• Your task: Filter the entries down to the lines containing "waterfront", and copy those lines.

(Stored entries)
━━━━━━━━━━━━━━━━

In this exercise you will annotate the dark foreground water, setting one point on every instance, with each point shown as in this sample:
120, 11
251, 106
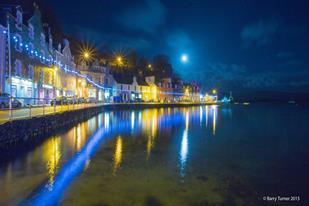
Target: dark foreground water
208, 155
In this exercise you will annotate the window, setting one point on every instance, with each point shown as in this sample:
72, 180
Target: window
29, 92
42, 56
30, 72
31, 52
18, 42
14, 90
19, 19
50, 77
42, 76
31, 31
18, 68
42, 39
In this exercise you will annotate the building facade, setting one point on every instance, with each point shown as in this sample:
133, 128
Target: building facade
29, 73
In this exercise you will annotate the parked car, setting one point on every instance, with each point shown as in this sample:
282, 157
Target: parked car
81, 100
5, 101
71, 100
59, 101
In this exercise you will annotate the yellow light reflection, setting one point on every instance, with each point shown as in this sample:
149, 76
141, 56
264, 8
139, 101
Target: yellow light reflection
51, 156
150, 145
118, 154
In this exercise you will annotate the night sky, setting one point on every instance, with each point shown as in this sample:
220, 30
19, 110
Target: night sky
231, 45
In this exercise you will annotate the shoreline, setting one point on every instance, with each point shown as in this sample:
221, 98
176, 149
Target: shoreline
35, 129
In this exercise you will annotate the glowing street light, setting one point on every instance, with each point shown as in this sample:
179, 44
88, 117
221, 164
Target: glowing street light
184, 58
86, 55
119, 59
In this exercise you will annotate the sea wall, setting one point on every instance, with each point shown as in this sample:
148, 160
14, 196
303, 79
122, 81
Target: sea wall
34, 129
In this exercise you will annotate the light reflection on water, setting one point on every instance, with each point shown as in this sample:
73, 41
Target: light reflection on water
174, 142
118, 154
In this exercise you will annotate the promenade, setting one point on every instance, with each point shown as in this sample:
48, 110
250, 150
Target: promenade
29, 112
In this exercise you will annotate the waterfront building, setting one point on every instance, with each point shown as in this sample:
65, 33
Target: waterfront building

━━━━━━━━━━━━━━━━

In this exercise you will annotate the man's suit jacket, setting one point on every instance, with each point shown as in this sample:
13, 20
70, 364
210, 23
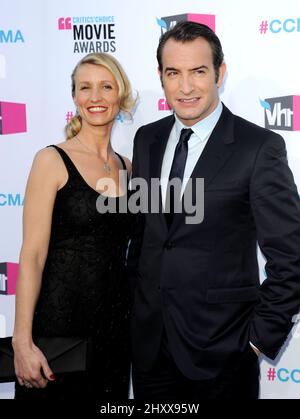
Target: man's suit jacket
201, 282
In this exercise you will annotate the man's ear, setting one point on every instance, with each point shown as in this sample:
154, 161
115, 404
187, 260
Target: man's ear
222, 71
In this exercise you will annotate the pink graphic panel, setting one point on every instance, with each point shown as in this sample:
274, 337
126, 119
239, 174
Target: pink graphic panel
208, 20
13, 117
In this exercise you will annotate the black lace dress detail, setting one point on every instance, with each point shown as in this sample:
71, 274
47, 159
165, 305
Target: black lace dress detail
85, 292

━━━━━━━━━━━━━━━━

• The answer:
In this exercise you will annotate the waterfront building, setting one point on every instance, with each point shown as in this sample:
Target: waterfront building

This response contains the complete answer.